**Фрагмент текста:**
- - - - - - -

А вот история от внучки Авраамия Завенягина, знаменитого металлурга, одного из создателей атомной промышленности. "Дед мой, атомный министр, однажды опаздывал куда-то со своим помощником, потому что вдруг на загородном шоссе испортилась машина. Дед вышел и поднял руку, остановился грузовик. Дед сел в кабину, помощник в кузов. Вскоре их остановил патруль, и дед предъявил документы. Патруль козырнул: "Хорошей дороги, товарищ министр!" - и поехали до места назначения. Кажется, это был 1954 год".
Разве это легенда? Просто жизнь, общая для всех. Сколько историй о том, как в Москве, глубокой ночью, добирались до своих квартир на поливальных машинах! "Были чудесные поливальные "ЗИЛы", водители которых, если вам оказывалось по дороге, подвозили студентов аж до высотки МГУ. За хороший разговор бесплатно" (В. Куликов). И сколько историй о бескорыстности. "Нас с моим школьным другом знойным летом 72-го года на пути из Рогачево в Дмитров экзотическая "Колхида" подобрала. При попытке дать водителю два рубля он, кажется, обиделся, сказав: "Идите, идите, ребята" (С. Смирнов).
Помнишь добро всю жизнь. Мелочь вроде, но невозможно не помнить. Нечаянно оказанное добро чужому человеку, когда ему было не по себе или отчаянно плохо. Помнишь именно тогда, когда тебе нужно самому решать, что делать: добро - или мимо, мимо.
"Того водилу с федеральной трассы помню всю жизнь. Возвращалась из командировки. На автобус, который бы меня довез из небольшого поселка километров в шести от железнодорожной станции, опоздала. Следующего ждать часа четыре, а то и все пять. Двинула пешком по обочине в надежде, что кто-нибудь подберет. Нет, никто. Машины идут - и все мимо. А рукой махнуть и тормознуть - вот ни за что! Никогда никого ни о чем не просить - это у меня в крови. Для других могу, для себя - нет. А тем временем хлынул дождь. Машины мчат, я иду. Я иду, машины обгоняют и все - мимо. Вдруг какой-то самосвал тормозит. Водитель дверку распахивает и орет на меня:
- Ты какого черта не голосуешь?! Давай залезай, - и руку протягивает.

- - - - - - -

**Извлечённые данные:**
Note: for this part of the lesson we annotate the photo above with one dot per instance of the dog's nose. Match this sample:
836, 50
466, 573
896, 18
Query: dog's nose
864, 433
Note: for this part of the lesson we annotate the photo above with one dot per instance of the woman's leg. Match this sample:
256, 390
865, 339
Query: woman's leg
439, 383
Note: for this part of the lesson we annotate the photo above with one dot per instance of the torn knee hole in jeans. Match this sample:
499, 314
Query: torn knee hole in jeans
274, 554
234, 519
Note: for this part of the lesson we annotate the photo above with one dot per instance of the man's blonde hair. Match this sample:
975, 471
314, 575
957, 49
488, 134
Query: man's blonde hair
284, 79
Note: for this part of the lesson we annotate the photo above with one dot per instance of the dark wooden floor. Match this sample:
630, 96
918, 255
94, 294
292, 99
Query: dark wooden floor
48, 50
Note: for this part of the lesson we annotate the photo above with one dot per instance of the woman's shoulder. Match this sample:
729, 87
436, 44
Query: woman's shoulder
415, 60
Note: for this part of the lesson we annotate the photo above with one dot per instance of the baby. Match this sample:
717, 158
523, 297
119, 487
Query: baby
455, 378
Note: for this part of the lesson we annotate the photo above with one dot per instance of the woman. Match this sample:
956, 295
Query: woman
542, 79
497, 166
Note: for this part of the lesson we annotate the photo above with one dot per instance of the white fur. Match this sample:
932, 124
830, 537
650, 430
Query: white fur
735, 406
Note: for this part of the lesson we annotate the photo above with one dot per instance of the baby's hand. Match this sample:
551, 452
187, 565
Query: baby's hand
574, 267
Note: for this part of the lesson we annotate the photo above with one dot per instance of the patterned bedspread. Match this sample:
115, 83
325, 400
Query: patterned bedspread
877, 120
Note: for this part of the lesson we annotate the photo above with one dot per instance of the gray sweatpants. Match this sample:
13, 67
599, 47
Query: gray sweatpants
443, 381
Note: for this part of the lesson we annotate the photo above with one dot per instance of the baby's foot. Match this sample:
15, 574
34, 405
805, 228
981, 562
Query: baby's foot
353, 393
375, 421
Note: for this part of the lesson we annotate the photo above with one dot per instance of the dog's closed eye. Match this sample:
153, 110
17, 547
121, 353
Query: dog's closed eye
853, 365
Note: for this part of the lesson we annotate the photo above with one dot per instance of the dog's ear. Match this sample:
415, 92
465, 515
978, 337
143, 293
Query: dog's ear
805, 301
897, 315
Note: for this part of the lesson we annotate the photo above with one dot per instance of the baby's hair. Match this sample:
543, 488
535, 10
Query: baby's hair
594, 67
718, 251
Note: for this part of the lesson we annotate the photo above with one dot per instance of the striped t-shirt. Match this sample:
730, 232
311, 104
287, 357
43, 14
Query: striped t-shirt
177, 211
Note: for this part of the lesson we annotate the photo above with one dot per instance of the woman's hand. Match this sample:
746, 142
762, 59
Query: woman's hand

- - - - - - -

**Набор заданий:**
• a. Перескажите фрагмент текста о попутных машинах в двух предложениях.
• b. Продолжите фрагмент текста о попутных машинах, начав сразу после слов водителя самосвала.

**Набор ответов:**
• a. Фрагмент собирает воспоминания о поездках на попутках: министр Авраамий Завенягин добрался до места в кабине грузовика, студентов по ночной Москве подвозили поливальные «ЗИЛы», а водитель «Колхиды» отказался брать у двух школьников деньги. Автор пишет, что добро, оказанное чужому человеку, помнишь всю жизнь, и приводит рассказ о том, как рассказчицу, шедшую под дождём по обочине и не голосовавшую, подобрал водитель самосвала.

• b.
Мокрой курицей плюхаюсь на сиденье и улыбаюсь в ответ. От вознаграждения пожилой водила отказался. Вспоминаю этот случай часто. Себя молодую и пожилого дядечку за рулем. Пусть один из десятка, но все равно найдется тот, кто протянет тебе руку" (Т. Вылегжанина).
Было, было. А сегодня? Сегодня мы распахнем дверь абсолютно чужому человеку? Можем ни в чем его не подозревать? Можем довериться тому, кого совершенно не знаем? Можем быть в помощь - не размышляя, в силу долга, тому, кого больше не увидим никогда?
Есть врач, замечательный врач, прошел пандемию на первой линии. Вот что он записал: "В 2018 году я проехал автостопом от Забайкалья до берега Баренцева моря и обратно. Поднимаешь руку и... "Жигули", "Скания", "уазик", "Мерседес", что угодно. И даже более того, могут накормить в придорожной столовой и даже оплатить ночлег, и само собой разделить хлеб в кабине. Россия. Кто-то скажет, что в Сибири - немного другой народ, чем в Центральной России. Я тоже так думал, но кормил меня и платил за гостиницу парень из Северодвинска, ярославский дальнобойщик пересадил к своему напарнику (тот ждал на окраине Ярославля), и я двинул с ним к Ладоге, а карельский парень сунул сотку молча" (Ингвар Аурум).
У народа невозможно отнять привычку делать добро. Она никогда не исчезает. Она встроена в его сердце. Есть времена, когда она становится менее различимой. И бывают эпохи, когда она на самой поверхности, когда невозможно не делать добро всем вместе.
Добро проникает в плоть и кровь, становится повсеместным. Мы это быстро чувствуем - по общему спокойствию, по легкому дыханию, по тому, что отпускать детей в мир становится легко. Что же тогда ценить выше всего? Чего нам ждать, что желать всем сердцем? Есть только один ответ. Повсеместность добра.